Quote precisely the final stretch of the listing: start at the line containing "Could you kindly point to the apartment" and stop after the last line.
%%
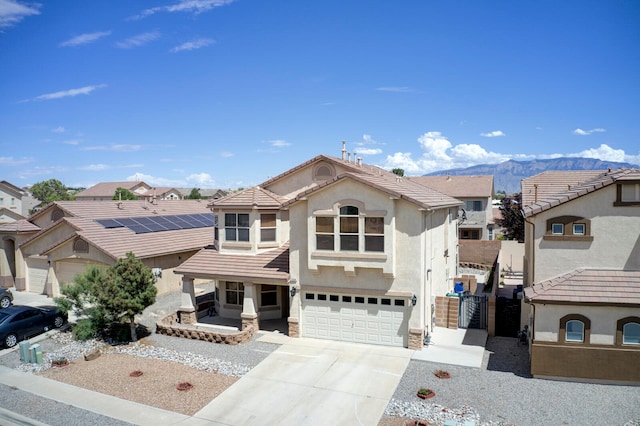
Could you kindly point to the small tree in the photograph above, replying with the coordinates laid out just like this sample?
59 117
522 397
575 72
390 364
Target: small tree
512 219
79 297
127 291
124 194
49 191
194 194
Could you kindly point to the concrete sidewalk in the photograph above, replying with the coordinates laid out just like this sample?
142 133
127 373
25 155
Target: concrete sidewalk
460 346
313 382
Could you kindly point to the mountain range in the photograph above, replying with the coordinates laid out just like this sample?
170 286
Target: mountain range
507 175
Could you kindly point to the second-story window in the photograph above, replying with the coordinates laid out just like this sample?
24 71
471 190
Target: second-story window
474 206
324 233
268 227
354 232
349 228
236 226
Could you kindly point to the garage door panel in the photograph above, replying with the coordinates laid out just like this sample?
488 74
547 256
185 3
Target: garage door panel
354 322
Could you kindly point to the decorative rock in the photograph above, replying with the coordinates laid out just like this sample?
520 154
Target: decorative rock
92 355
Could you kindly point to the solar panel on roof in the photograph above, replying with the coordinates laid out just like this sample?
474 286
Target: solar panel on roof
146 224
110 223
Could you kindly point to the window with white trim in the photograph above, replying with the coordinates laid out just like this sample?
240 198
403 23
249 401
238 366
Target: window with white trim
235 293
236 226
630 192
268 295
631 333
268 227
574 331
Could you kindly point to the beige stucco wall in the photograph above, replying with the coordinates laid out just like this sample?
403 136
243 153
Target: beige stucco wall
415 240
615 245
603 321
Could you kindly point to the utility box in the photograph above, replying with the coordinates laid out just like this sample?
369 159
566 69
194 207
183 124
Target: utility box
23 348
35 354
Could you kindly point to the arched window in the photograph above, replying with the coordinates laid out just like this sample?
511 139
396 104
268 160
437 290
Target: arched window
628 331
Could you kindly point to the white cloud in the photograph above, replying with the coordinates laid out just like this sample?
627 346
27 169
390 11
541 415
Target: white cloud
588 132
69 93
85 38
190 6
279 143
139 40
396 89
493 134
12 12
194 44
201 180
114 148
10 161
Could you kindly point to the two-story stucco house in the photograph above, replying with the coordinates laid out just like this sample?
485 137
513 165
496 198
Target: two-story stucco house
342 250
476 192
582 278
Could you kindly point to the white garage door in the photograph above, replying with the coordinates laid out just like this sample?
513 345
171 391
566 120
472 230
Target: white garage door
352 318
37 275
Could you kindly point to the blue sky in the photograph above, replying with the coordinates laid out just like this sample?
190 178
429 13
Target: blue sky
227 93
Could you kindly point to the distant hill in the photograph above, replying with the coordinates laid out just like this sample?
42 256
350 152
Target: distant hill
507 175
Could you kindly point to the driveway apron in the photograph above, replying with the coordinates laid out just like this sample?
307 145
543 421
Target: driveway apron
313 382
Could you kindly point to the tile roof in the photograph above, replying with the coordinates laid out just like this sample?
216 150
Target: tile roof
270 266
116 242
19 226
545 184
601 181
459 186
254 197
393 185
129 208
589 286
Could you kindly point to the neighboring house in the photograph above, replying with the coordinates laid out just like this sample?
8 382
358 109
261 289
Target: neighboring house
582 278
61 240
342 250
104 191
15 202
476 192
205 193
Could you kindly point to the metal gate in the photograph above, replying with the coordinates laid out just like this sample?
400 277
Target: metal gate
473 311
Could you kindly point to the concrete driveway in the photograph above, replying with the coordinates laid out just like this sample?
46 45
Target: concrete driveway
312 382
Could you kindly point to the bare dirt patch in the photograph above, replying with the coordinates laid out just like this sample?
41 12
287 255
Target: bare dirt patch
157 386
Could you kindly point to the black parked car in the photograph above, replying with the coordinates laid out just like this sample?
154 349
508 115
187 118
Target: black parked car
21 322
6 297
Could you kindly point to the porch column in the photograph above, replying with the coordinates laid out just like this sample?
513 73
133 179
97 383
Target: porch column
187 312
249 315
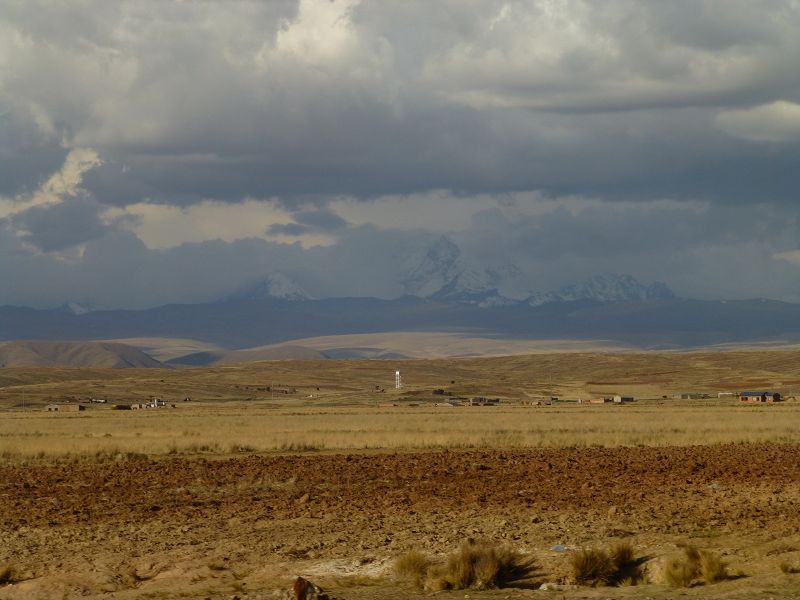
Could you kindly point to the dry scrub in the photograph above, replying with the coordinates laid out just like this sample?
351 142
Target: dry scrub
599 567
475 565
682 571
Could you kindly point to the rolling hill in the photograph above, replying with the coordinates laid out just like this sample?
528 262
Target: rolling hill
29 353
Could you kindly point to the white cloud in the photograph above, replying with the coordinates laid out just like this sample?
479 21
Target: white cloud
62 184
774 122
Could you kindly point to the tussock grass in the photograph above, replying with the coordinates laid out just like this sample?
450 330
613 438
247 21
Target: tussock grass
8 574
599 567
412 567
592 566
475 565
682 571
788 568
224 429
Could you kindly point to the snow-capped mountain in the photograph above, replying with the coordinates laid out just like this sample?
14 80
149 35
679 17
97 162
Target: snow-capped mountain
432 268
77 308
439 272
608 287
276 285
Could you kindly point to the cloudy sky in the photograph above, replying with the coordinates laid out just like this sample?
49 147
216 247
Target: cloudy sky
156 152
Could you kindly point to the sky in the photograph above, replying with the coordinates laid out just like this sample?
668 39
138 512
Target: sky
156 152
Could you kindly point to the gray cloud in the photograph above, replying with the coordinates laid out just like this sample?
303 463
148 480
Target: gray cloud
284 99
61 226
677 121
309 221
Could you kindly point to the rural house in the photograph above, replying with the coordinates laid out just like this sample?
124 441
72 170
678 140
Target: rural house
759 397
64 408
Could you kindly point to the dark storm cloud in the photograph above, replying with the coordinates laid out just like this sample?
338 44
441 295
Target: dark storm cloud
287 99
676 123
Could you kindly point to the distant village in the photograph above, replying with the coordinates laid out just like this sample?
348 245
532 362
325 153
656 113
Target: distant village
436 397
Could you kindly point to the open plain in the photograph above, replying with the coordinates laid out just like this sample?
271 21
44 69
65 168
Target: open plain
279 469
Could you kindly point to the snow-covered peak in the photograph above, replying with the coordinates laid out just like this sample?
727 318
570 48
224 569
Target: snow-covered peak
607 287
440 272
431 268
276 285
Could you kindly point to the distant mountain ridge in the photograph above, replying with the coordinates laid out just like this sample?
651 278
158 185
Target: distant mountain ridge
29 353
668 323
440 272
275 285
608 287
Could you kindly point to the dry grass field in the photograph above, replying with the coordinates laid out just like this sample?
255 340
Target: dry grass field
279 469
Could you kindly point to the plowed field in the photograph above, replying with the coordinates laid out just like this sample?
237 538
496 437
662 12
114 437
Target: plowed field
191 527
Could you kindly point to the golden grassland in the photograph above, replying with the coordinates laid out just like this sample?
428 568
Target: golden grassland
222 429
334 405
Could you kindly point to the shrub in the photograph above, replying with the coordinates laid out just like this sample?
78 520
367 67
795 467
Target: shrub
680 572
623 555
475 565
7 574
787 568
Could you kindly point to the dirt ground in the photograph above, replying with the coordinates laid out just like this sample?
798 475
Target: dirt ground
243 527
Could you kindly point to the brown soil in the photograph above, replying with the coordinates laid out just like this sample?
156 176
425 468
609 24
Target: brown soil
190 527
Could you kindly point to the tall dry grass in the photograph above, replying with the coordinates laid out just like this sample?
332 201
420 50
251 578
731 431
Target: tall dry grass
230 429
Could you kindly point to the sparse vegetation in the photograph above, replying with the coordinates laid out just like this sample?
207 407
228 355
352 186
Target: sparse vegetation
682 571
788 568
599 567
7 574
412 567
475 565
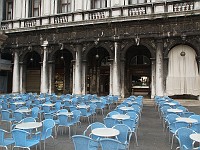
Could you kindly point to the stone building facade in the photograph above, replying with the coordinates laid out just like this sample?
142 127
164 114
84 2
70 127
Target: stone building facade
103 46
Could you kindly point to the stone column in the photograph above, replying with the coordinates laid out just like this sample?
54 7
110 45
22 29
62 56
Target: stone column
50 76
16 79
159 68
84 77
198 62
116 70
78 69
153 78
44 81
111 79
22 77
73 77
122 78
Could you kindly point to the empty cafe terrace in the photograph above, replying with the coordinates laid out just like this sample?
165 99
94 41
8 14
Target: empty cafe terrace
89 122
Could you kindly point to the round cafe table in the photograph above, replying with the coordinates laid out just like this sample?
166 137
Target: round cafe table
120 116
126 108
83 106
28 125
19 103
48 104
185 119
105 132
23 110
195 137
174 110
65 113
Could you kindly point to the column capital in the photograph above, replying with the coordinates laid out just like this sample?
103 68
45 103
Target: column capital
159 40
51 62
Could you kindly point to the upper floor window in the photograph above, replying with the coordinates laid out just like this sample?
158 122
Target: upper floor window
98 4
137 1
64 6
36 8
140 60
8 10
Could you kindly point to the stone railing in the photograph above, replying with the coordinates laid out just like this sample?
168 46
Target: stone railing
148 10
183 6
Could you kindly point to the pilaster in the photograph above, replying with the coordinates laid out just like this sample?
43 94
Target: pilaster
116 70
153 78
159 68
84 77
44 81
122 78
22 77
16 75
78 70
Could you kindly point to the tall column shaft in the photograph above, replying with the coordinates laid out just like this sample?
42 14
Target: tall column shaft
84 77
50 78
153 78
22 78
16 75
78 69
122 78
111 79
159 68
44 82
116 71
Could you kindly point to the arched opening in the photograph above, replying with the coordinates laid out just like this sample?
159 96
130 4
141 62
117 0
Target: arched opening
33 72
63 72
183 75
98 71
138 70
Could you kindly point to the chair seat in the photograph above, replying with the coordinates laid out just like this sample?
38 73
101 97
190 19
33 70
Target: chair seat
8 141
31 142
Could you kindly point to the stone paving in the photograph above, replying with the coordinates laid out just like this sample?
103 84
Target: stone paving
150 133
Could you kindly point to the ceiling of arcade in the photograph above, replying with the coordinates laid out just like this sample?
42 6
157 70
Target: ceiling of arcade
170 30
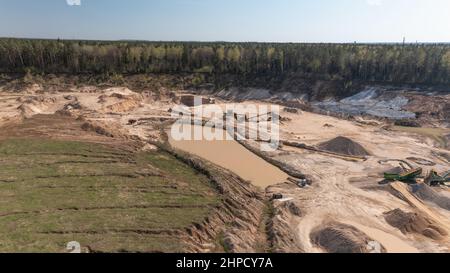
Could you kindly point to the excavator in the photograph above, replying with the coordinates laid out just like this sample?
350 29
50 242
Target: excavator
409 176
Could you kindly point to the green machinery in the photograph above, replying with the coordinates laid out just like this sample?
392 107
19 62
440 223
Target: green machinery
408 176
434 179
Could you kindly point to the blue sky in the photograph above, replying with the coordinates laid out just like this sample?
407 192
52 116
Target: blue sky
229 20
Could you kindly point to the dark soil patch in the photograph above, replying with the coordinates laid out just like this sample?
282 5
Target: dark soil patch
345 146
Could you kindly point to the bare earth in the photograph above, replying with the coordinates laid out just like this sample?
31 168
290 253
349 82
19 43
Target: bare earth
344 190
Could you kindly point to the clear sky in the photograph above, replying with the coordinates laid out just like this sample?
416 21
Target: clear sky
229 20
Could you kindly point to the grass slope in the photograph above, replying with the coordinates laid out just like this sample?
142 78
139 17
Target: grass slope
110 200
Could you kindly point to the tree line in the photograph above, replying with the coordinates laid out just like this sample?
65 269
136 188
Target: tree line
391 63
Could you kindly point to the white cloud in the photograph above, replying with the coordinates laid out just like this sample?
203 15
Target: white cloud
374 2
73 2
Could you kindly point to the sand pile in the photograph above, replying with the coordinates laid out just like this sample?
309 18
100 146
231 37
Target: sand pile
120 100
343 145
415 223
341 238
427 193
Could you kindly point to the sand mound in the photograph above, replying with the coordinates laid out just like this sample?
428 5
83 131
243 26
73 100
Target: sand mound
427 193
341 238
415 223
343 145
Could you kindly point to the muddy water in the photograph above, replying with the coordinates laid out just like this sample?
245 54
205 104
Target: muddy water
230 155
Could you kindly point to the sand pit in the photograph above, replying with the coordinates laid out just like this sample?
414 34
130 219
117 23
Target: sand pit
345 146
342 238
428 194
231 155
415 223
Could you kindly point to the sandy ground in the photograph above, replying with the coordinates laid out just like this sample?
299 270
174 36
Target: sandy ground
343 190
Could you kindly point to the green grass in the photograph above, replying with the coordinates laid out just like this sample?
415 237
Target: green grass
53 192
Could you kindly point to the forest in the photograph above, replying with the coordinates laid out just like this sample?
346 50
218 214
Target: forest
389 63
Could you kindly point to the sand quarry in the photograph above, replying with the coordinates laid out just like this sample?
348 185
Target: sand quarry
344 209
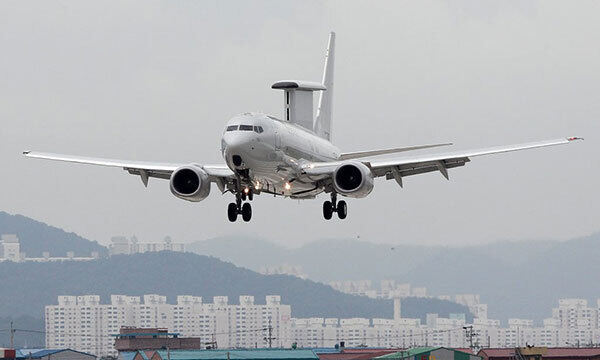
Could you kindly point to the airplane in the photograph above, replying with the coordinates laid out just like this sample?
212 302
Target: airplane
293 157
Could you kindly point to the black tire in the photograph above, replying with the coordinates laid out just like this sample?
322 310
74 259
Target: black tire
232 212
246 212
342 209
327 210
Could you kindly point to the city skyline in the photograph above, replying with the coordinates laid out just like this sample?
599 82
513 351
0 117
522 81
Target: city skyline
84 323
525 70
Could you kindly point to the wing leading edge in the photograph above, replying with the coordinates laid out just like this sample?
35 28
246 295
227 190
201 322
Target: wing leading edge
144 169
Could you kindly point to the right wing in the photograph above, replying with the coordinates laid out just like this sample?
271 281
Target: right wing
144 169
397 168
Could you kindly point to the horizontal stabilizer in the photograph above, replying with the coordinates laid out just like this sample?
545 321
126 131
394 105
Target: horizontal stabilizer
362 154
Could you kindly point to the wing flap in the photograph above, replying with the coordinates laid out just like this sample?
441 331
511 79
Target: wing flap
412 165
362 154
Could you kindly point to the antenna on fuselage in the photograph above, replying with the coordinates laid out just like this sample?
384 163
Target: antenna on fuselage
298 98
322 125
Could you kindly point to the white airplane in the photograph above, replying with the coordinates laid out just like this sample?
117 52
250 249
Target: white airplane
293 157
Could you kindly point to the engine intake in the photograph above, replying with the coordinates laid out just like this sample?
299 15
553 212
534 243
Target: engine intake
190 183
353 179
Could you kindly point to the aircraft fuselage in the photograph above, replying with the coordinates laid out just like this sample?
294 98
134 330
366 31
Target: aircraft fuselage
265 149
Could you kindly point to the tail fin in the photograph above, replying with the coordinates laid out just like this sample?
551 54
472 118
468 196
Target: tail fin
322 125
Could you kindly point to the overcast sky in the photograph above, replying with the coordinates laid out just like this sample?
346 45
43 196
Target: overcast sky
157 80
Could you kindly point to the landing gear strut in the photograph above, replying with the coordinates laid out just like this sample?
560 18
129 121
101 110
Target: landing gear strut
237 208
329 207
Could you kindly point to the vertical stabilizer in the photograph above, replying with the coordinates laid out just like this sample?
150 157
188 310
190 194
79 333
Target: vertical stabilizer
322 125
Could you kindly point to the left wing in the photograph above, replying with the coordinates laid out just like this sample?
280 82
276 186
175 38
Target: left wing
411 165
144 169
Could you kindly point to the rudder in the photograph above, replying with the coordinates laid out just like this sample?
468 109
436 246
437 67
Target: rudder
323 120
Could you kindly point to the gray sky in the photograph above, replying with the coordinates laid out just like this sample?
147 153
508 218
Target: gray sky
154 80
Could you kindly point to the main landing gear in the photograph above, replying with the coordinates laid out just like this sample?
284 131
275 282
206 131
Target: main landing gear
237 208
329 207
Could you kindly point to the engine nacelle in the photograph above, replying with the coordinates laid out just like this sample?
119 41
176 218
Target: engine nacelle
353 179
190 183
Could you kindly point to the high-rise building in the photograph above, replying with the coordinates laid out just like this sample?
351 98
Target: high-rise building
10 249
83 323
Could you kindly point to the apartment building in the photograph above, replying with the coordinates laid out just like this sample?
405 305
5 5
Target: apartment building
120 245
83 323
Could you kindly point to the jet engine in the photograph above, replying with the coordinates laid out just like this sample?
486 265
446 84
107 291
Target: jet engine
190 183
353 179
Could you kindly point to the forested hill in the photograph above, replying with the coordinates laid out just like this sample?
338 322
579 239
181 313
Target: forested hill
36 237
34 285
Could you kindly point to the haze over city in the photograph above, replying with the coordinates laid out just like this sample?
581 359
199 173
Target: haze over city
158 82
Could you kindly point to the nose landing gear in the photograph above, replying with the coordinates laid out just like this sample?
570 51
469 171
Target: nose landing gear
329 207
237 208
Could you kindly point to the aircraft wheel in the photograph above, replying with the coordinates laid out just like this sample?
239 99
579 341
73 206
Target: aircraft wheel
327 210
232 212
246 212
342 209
%%
§ SOLUTION TO THIS EXERCISE
Could you kindly point to the apartment building in the photograph above, replying with the coordinates laid out just like this sample?
405 305
5 5
Target: apartment building
120 245
83 323
Could you kindly point to the jet engine in the photograph above, replying with the coordinates laid out just like this sample?
486 265
446 84
107 291
Target: jet engine
190 183
353 179
Could you kindly point to the forested hill in the photograph above, replying with the coordinates laid out just like this sample?
338 322
579 239
181 313
Target: forested hill
36 237
34 285
Could you kindly point to the haze over city in the photograph above, replying with the coordinates laid out just like this sample?
581 359
199 173
Target: haze over city
158 82
Could you kindly point to the nose landing gear in the photograph above, replying with the coordinates laid out just like this sample?
570 51
469 171
Target: nose landing gear
329 207
237 208
Could you kindly point to the aircraft wheel in the photograph above, replying with the coordinates laid out just like this sample?
239 99
579 341
73 206
Target: aircraft wheel
327 210
232 212
246 212
342 209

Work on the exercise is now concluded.